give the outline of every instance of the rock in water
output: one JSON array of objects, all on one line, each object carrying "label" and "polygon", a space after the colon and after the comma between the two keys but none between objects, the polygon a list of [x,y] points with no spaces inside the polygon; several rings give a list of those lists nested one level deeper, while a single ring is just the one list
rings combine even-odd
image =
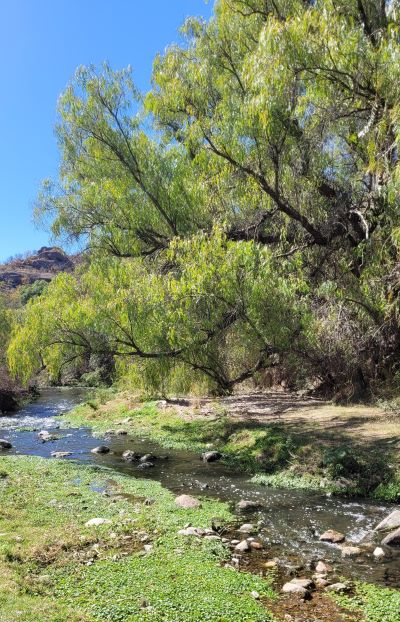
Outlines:
[{"label": "rock in water", "polygon": [[219,451],[205,451],[201,454],[201,459],[204,462],[216,462],[222,458],[222,454]]},{"label": "rock in water", "polygon": [[178,507],[184,510],[191,510],[201,507],[200,501],[190,495],[180,495],[179,497],[176,497],[175,503]]},{"label": "rock in water", "polygon": [[259,501],[247,501],[246,499],[241,499],[239,503],[236,504],[236,508],[239,512],[252,512],[255,510],[259,510],[262,507]]},{"label": "rock in water", "polygon": [[375,527],[374,531],[388,531],[400,527],[400,510],[394,510]]},{"label": "rock in water", "polygon": [[94,447],[90,450],[92,454],[108,454],[110,452],[110,448],[107,445],[99,445],[98,447]]},{"label": "rock in water", "polygon": [[325,531],[319,539],[321,542],[332,542],[333,544],[337,544],[339,542],[343,542],[345,537],[342,533],[340,533],[340,531],[328,529],[328,531]]},{"label": "rock in water", "polygon": [[389,546],[400,546],[400,528],[388,533],[388,535],[383,538],[381,544],[387,544]]},{"label": "rock in water", "polygon": [[134,451],[127,449],[122,454],[122,458],[123,460],[126,460],[126,462],[136,462],[137,460],[139,460],[139,455]]},{"label": "rock in water", "polygon": [[72,453],[70,451],[52,451],[51,452],[52,458],[68,458],[68,456],[72,456]]}]

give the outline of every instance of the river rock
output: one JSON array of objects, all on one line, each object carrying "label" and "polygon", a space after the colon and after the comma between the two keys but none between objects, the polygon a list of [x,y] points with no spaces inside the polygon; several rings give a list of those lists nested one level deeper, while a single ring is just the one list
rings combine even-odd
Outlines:
[{"label": "river rock", "polygon": [[98,447],[94,447],[90,450],[92,454],[108,454],[110,452],[110,448],[107,445],[99,445]]},{"label": "river rock", "polygon": [[153,466],[154,466],[154,462],[147,462],[147,461],[142,462],[141,461],[138,468],[139,469],[151,469]]},{"label": "river rock", "polygon": [[239,512],[253,512],[255,510],[259,510],[262,507],[262,504],[259,501],[247,501],[246,499],[241,499],[236,504],[236,509]]},{"label": "river rock", "polygon": [[293,585],[300,585],[305,590],[310,590],[314,587],[314,581],[312,579],[292,579],[290,583]]},{"label": "river rock", "polygon": [[180,529],[178,531],[178,535],[180,536],[197,536],[201,538],[204,535],[204,530],[200,529],[200,527],[186,527],[185,529]]},{"label": "river rock", "polygon": [[319,561],[318,564],[315,566],[315,572],[318,572],[318,573],[332,572],[332,566],[330,566],[329,564],[326,564],[323,561]]},{"label": "river rock", "polygon": [[326,592],[338,592],[339,594],[343,594],[348,591],[348,586],[345,583],[332,583],[332,585],[327,585],[325,588]]},{"label": "river rock", "polygon": [[253,551],[261,551],[261,549],[263,549],[264,547],[261,542],[257,542],[257,540],[252,540],[250,542],[250,548],[253,549]]},{"label": "river rock", "polygon": [[285,594],[296,594],[301,598],[307,598],[307,596],[309,595],[308,591],[304,587],[292,582],[285,583],[285,585],[282,587],[282,592],[284,592]]},{"label": "river rock", "polygon": [[400,510],[394,510],[377,525],[374,531],[389,531],[400,527]]},{"label": "river rock", "polygon": [[235,546],[235,551],[238,551],[238,553],[246,553],[247,551],[250,551],[250,545],[247,540],[242,540],[241,542],[239,542]]},{"label": "river rock", "polygon": [[157,457],[153,454],[145,454],[140,458],[140,462],[154,462],[154,460],[157,460]]},{"label": "river rock", "polygon": [[216,462],[217,460],[220,460],[222,458],[222,455],[220,454],[219,451],[205,451],[204,453],[201,454],[201,459],[204,462]]},{"label": "river rock", "polygon": [[85,523],[85,527],[99,527],[100,525],[111,525],[108,518],[91,518]]},{"label": "river rock", "polygon": [[341,546],[342,557],[356,557],[360,555],[361,549],[358,546]]},{"label": "river rock", "polygon": [[139,455],[131,449],[127,449],[122,454],[122,459],[126,462],[136,462],[137,460],[139,460]]},{"label": "river rock", "polygon": [[321,542],[332,542],[333,544],[338,544],[339,542],[343,542],[345,536],[340,533],[340,531],[335,531],[334,529],[328,529],[325,531],[320,537]]},{"label": "river rock", "polygon": [[400,528],[388,533],[388,535],[383,538],[381,544],[386,544],[389,546],[400,546]]},{"label": "river rock", "polygon": [[52,451],[52,458],[68,458],[68,456],[72,456],[72,452],[70,451]]},{"label": "river rock", "polygon": [[175,503],[183,510],[192,510],[201,507],[200,501],[190,495],[180,495],[179,497],[176,497]]}]

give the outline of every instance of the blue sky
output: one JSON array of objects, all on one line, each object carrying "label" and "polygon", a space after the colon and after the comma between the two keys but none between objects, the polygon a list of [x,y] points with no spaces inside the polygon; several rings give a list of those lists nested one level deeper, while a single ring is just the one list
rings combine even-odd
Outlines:
[{"label": "blue sky", "polygon": [[0,261],[50,242],[32,208],[57,175],[57,98],[76,67],[130,64],[146,90],[185,17],[211,11],[204,0],[0,0]]}]

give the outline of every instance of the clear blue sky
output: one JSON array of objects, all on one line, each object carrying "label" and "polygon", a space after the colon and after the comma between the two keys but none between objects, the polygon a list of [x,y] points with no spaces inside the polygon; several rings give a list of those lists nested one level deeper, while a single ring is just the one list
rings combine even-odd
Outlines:
[{"label": "clear blue sky", "polygon": [[0,261],[49,243],[32,223],[40,181],[58,168],[59,94],[79,65],[131,65],[149,86],[157,52],[212,0],[0,0]]}]

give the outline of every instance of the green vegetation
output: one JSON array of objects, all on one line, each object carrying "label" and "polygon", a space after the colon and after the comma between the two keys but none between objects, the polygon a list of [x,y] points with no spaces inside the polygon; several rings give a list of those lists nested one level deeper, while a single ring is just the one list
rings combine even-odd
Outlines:
[{"label": "green vegetation", "polygon": [[[219,542],[177,535],[188,521],[231,521],[226,505],[181,510],[156,482],[71,462],[1,458],[0,468],[2,621],[16,611],[21,622],[271,619],[251,596],[273,598],[270,581],[224,568]],[[94,517],[111,524],[85,527]]]},{"label": "green vegetation", "polygon": [[[108,400],[108,401],[107,401]],[[182,415],[156,402],[129,404],[124,396],[103,392],[66,417],[70,425],[90,426],[97,434],[123,427],[132,436],[146,436],[172,449],[223,454],[225,463],[256,474],[265,486],[400,499],[400,466],[395,449],[357,442],[354,435],[329,435],[315,425],[304,432],[285,422],[257,423],[232,418],[214,404],[213,416]],[[315,413],[314,413],[315,415]],[[313,416],[309,415],[310,420]]]},{"label": "green vegetation", "polygon": [[217,0],[130,71],[80,67],[38,218],[88,261],[25,307],[27,380],[98,357],[130,386],[230,393],[264,369],[397,390],[398,0]]}]

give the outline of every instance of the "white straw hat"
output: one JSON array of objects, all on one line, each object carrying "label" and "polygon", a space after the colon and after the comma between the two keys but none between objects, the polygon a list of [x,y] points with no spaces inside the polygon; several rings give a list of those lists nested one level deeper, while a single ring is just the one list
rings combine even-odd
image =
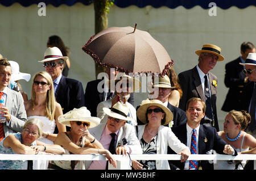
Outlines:
[{"label": "white straw hat", "polygon": [[74,108],[66,113],[59,116],[59,123],[68,127],[71,127],[69,121],[84,121],[90,123],[90,128],[98,125],[101,119],[97,117],[92,117],[90,112],[85,107]]},{"label": "white straw hat", "polygon": [[30,79],[31,75],[30,74],[25,73],[22,73],[19,71],[19,64],[16,62],[9,60],[8,61],[11,64],[11,79],[14,81],[24,79],[27,82],[28,82]]},{"label": "white straw hat", "polygon": [[44,52],[44,59],[39,61],[39,62],[44,62],[57,59],[63,59],[64,61],[68,59],[68,57],[63,57],[61,51],[56,47],[47,48]]}]

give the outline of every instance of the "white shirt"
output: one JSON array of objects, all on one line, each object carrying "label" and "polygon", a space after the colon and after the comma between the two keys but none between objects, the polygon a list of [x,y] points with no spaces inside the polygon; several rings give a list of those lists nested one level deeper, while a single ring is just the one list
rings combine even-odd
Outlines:
[{"label": "white shirt", "polygon": [[[199,135],[199,128],[200,125],[196,128],[196,154],[198,154],[198,140]],[[190,149],[190,146],[191,144],[191,137],[193,134],[193,129],[191,128],[187,123],[187,146]],[[185,166],[184,167],[184,170],[188,170],[189,166],[189,161],[187,160],[185,162]]]}]

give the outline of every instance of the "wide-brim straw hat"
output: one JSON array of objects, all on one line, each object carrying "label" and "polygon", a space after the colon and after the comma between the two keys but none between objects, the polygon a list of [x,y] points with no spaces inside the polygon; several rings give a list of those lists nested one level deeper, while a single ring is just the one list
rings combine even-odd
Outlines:
[{"label": "wide-brim straw hat", "polygon": [[175,88],[175,87],[172,86],[169,77],[167,75],[164,75],[163,77],[154,77],[152,87],[170,89]]},{"label": "wide-brim straw hat", "polygon": [[[129,82],[133,82],[133,92],[135,92],[136,91],[139,90],[141,87],[141,81],[135,78],[131,77],[131,76],[129,76],[126,74],[123,74],[122,76],[121,76],[119,78],[117,78],[115,79],[111,79],[108,80],[107,81],[107,85],[109,89],[112,91],[115,91],[115,86],[117,85],[118,86],[120,87],[121,84],[122,83],[122,81],[129,81]],[[119,81],[121,81],[120,82],[118,82]],[[119,85],[119,83],[120,83]]]},{"label": "wide-brim straw hat", "polygon": [[90,112],[85,107],[74,108],[66,113],[59,116],[59,123],[68,127],[71,127],[69,121],[83,121],[90,123],[90,128],[98,125],[101,119],[97,117],[92,117]]},{"label": "wide-brim straw hat", "polygon": [[239,63],[241,65],[256,65],[256,53],[249,53],[244,63]]},{"label": "wide-brim straw hat", "polygon": [[116,103],[112,108],[103,108],[103,111],[108,116],[123,120],[125,121],[132,121],[133,118],[128,116],[129,108],[125,104],[122,104],[119,102]]},{"label": "wide-brim straw hat", "polygon": [[213,44],[204,44],[203,45],[202,49],[196,51],[196,54],[200,56],[201,53],[210,53],[217,55],[218,57],[217,61],[222,61],[224,57],[220,54],[221,49],[218,46]]},{"label": "wide-brim straw hat", "polygon": [[68,58],[68,57],[63,57],[61,51],[57,47],[53,47],[47,48],[44,52],[44,59],[38,62],[44,62],[57,59],[63,59],[66,61]]},{"label": "wide-brim straw hat", "polygon": [[11,64],[11,79],[14,81],[16,81],[21,79],[24,79],[27,82],[28,82],[31,77],[31,75],[26,73],[22,73],[19,71],[19,64],[16,62],[9,60],[8,61]]},{"label": "wide-brim straw hat", "polygon": [[147,124],[146,121],[146,113],[147,109],[151,106],[156,106],[160,108],[166,113],[166,122],[163,125],[169,124],[174,119],[174,115],[172,112],[159,100],[152,99],[150,100],[147,99],[146,100],[142,100],[141,104],[137,110],[138,118],[142,123]]}]

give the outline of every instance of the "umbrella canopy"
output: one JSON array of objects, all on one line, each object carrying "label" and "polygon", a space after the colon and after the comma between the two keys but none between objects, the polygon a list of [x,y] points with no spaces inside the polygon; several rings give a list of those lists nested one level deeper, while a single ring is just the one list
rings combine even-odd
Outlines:
[{"label": "umbrella canopy", "polygon": [[163,75],[173,65],[166,50],[150,33],[131,27],[106,28],[92,36],[82,49],[99,65],[122,72]]}]

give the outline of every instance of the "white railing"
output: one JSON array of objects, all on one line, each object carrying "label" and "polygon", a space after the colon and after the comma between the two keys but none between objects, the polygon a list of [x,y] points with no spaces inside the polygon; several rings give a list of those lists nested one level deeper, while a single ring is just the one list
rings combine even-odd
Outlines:
[{"label": "white railing", "polygon": [[[129,157],[113,155],[117,162],[116,169],[130,169]],[[180,160],[181,155],[177,154],[131,154],[133,160]],[[0,154],[0,160],[106,160],[104,155],[99,154],[63,154],[63,155],[28,155],[28,154]],[[188,160],[254,160],[254,169],[256,168],[256,154],[239,154],[237,156],[222,154],[191,154]],[[111,166],[111,165],[110,165]]]}]

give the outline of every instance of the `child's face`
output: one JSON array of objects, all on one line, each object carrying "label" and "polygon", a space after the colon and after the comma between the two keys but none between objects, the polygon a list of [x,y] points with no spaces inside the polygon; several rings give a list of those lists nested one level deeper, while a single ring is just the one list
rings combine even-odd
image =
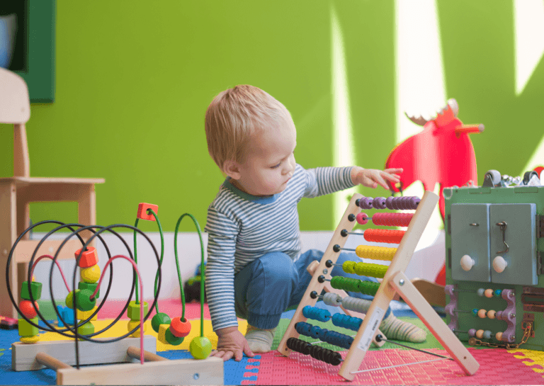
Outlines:
[{"label": "child's face", "polygon": [[[251,139],[245,160],[237,164],[234,186],[253,195],[283,192],[295,172],[297,132],[293,126],[272,133],[257,133]],[[232,181],[232,180],[231,180]]]}]

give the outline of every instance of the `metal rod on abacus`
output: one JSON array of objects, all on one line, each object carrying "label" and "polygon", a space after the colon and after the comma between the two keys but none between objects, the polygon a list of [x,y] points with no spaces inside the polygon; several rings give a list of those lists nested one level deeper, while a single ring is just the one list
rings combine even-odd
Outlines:
[{"label": "metal rod on abacus", "polygon": [[449,359],[450,361],[455,361],[455,359],[453,359],[453,358],[450,358],[449,356],[445,356],[437,354],[437,353],[431,353],[430,351],[426,351],[425,350],[421,350],[421,348],[416,348],[415,347],[410,347],[409,346],[406,346],[404,344],[400,344],[400,343],[397,343],[397,342],[394,342],[393,341],[390,341],[389,339],[386,339],[385,338],[382,336],[381,334],[378,334],[378,335],[376,335],[376,341],[377,342],[380,342],[382,341],[386,341],[386,342],[389,342],[389,343],[392,343],[392,344],[396,344],[397,346],[402,346],[402,347],[406,347],[407,348],[411,348],[412,350],[416,350],[416,351],[420,351],[421,353],[425,353],[426,354],[434,355],[434,356],[439,356],[440,358],[443,358],[444,359]]}]

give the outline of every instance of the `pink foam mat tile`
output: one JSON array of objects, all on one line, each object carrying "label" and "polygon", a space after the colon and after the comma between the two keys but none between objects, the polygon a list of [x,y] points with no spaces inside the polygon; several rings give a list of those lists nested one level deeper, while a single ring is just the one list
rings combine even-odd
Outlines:
[{"label": "pink foam mat tile", "polygon": [[[369,351],[360,370],[377,369],[358,373],[351,382],[338,375],[340,366],[292,352],[285,357],[273,351],[262,354],[261,365],[254,385],[544,385],[542,374],[533,371],[519,358],[504,349],[468,348],[480,363],[473,375],[468,375],[454,361],[439,359],[414,350],[385,349]],[[444,350],[431,349],[448,356]],[[346,352],[341,352],[345,358]],[[405,363],[410,365],[382,368]]]}]

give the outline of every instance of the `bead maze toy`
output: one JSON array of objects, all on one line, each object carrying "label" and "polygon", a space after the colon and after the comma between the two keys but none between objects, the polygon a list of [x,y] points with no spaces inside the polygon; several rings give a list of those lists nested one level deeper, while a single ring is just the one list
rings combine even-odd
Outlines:
[{"label": "bead maze toy", "polygon": [[469,344],[544,351],[544,186],[488,171],[444,190],[447,322]]},{"label": "bead maze toy", "polygon": [[[18,319],[19,335],[21,342],[12,344],[12,368],[15,371],[28,370],[39,370],[48,367],[56,370],[57,385],[222,385],[223,384],[223,361],[220,358],[208,358],[212,345],[208,338],[203,335],[203,304],[200,303],[200,334],[195,337],[191,342],[190,351],[194,359],[182,359],[170,361],[157,356],[157,341],[154,336],[144,335],[145,321],[149,318],[153,307],[157,314],[151,321],[151,325],[155,332],[158,333],[158,339],[165,344],[177,346],[181,344],[184,337],[191,331],[191,323],[185,319],[185,300],[181,285],[181,277],[179,271],[179,262],[177,253],[177,233],[180,223],[184,217],[190,217],[196,227],[200,239],[201,250],[201,272],[203,273],[204,249],[200,234],[200,226],[191,215],[186,213],[180,217],[176,226],[174,235],[174,252],[176,264],[178,268],[178,277],[180,283],[182,300],[182,313],[181,317],[171,319],[165,313],[160,312],[157,299],[161,287],[162,268],[164,252],[164,237],[162,229],[157,212],[158,207],[147,203],[140,203],[138,207],[137,216],[134,226],[118,224],[109,227],[98,225],[84,226],[80,224],[64,224],[54,220],[46,220],[29,227],[23,232],[13,244],[8,257],[6,274],[8,285],[8,293],[11,302],[19,312],[21,318]],[[137,228],[140,220],[157,221],[161,234],[161,256],[152,243],[150,239],[143,232]],[[13,297],[13,293],[10,285],[9,275],[10,264],[12,262],[13,250],[18,242],[24,239],[25,235],[36,227],[43,224],[58,225],[47,233],[38,244],[30,259],[30,266],[27,280],[21,286],[21,297],[23,300],[18,307]],[[134,254],[128,244],[116,229],[132,230],[134,232]],[[38,259],[36,254],[41,244],[54,233],[69,229],[72,232],[60,244],[55,256],[42,255]],[[87,240],[84,240],[81,232],[91,232],[92,236]],[[104,242],[102,234],[108,232],[116,236],[124,244],[128,251],[128,256],[117,254],[112,256],[111,251]],[[154,297],[151,307],[143,301],[143,283],[137,269],[137,258],[136,239],[137,235],[140,234],[149,243],[157,261],[157,271],[154,283]],[[76,268],[71,290],[60,266],[57,261],[61,250],[67,245],[73,243],[69,242],[72,238],[76,238],[81,243],[81,248],[75,251]],[[104,266],[103,273],[110,268],[110,280],[103,295],[102,302],[97,304],[100,296],[100,290],[103,273],[101,273],[98,265],[98,256],[96,249],[89,244],[95,239],[102,243],[108,255],[108,261]],[[36,264],[43,259],[50,259],[53,263],[50,272],[50,290],[53,308],[57,314],[60,328],[55,328],[47,322],[40,312],[36,300],[41,296],[42,283],[33,280],[33,273]],[[93,320],[96,320],[96,315],[110,293],[112,285],[113,266],[112,262],[116,259],[128,261],[133,267],[132,285],[130,294],[123,310],[109,325],[101,331],[95,331]],[[67,309],[60,312],[55,301],[52,293],[52,273],[55,267],[60,271],[62,279],[68,290],[66,298]],[[80,281],[76,289],[77,268],[79,268]],[[200,278],[203,283],[204,278]],[[139,285],[138,285],[139,283]],[[140,299],[138,299],[138,290]],[[135,290],[135,300],[130,300]],[[202,287],[202,292],[204,287]],[[103,293],[103,290],[102,291]],[[203,299],[203,293],[201,294]],[[127,311],[130,318],[128,323],[128,332],[122,336],[113,339],[94,338],[111,328]],[[38,325],[41,320],[45,327]],[[60,328],[60,327],[64,328]],[[58,333],[64,336],[74,339],[71,341],[56,341],[40,342],[38,336],[39,329]],[[129,337],[130,336],[130,337]],[[139,346],[139,347],[138,347]],[[139,359],[140,363],[133,363]],[[118,363],[107,366],[91,366],[80,368],[81,365],[96,365],[104,363]],[[76,365],[76,367],[72,367]]]},{"label": "bead maze toy", "polygon": [[[395,293],[398,293],[465,372],[469,375],[474,374],[480,365],[404,273],[438,200],[438,196],[429,191],[425,192],[421,201],[416,197],[389,197],[386,199],[355,194],[321,261],[317,268],[315,264],[310,267],[314,273],[280,342],[278,351],[288,356],[291,351],[294,350],[333,365],[341,363],[339,375],[346,380],[353,380],[373,339],[378,341],[383,339],[383,336],[378,334],[378,327],[383,319],[389,302]],[[416,211],[414,213],[378,212],[371,219],[366,214],[361,212],[361,208],[372,208]],[[388,267],[349,261],[343,265],[342,268],[346,272],[382,278],[381,283],[331,277],[329,270],[336,263],[340,251],[346,249],[344,245],[348,235],[361,234],[351,232],[356,220],[360,224],[365,224],[368,220],[372,220],[376,225],[407,227],[406,231],[367,229],[363,233],[368,241],[399,243],[397,249],[361,245],[355,249],[356,254],[361,258],[390,260]],[[374,295],[374,300],[364,319],[356,320],[358,318],[348,315],[332,316],[328,311],[313,307],[326,283],[329,282],[332,287],[336,289]],[[345,309],[361,311],[357,309],[356,299],[351,297],[341,298],[341,296],[334,296],[331,293],[327,293],[324,296],[324,301],[327,303],[331,305],[341,305]],[[323,322],[331,319],[334,325],[355,329],[357,334],[354,338],[351,338],[329,331],[327,329],[320,329],[307,323],[307,318]],[[299,334],[319,337],[322,341],[348,348],[348,351],[343,359],[340,353],[298,339]]]}]

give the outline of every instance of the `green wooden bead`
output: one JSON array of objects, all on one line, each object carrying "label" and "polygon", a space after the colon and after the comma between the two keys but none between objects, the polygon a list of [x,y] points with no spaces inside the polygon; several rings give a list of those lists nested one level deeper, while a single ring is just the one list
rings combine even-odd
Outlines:
[{"label": "green wooden bead", "polygon": [[[76,290],[76,293],[79,293],[80,290]],[[74,309],[74,291],[70,291],[66,297],[66,307],[68,308]]]},{"label": "green wooden bead", "polygon": [[166,314],[164,312],[159,312],[155,314],[153,319],[151,319],[151,327],[153,331],[159,332],[159,327],[161,324],[170,324],[170,317]]},{"label": "green wooden bead", "polygon": [[93,291],[91,290],[76,290],[76,302],[77,309],[80,311],[89,311],[94,308],[96,299],[91,300]]},{"label": "green wooden bead", "polygon": [[172,334],[172,331],[170,331],[170,329],[166,330],[166,332],[164,334],[164,337],[166,338],[168,344],[171,344],[173,346],[178,346],[181,344],[181,343],[183,341],[183,339],[185,339],[185,336],[178,338],[177,336],[174,336],[174,334]]},{"label": "green wooden bead", "polygon": [[[98,285],[98,283],[85,283],[84,281],[80,281],[78,285],[77,288],[80,290],[91,290],[91,293],[94,292],[94,290],[96,289],[96,286]],[[100,296],[100,290],[98,290],[96,292],[96,295],[95,295],[95,299],[98,299]]]},{"label": "green wooden bead", "polygon": [[[32,318],[30,320],[35,324],[38,324],[38,317]],[[35,327],[24,319],[19,319],[19,335],[21,336],[34,336],[38,335],[38,327]]]},{"label": "green wooden bead", "polygon": [[77,332],[80,335],[89,335],[90,334],[94,334],[94,324],[90,322],[87,322],[83,326],[77,327]]},{"label": "green wooden bead", "polygon": [[[140,303],[136,304],[135,300],[128,303],[127,309],[127,316],[130,320],[140,320]],[[144,317],[147,314],[147,302],[144,302]],[[170,322],[169,322],[169,324]]]},{"label": "green wooden bead", "polygon": [[205,359],[212,352],[212,342],[205,336],[195,336],[191,341],[189,351],[195,359]]},{"label": "green wooden bead", "polygon": [[[37,281],[30,282],[30,290],[35,300],[38,300],[42,297],[42,283]],[[28,282],[23,281],[21,286],[21,297],[26,300],[31,300],[30,294],[28,293]]]}]

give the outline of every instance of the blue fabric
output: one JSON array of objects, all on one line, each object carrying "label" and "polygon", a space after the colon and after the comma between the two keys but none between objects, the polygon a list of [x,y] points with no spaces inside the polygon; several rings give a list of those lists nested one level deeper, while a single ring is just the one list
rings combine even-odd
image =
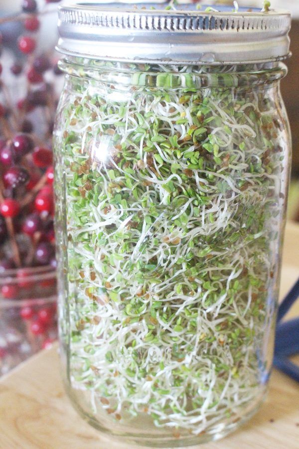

__What this task involves__: From the items above, select every line that contains the word "canopy" and copy each of those lines. Case counts.

__Task output__:
give the outline of every instance of the "umbrella canopy"
[{"label": "umbrella canopy", "polygon": [[163,75],[173,65],[166,50],[150,33],[131,27],[106,28],[92,36],[82,49],[99,65],[122,72]]}]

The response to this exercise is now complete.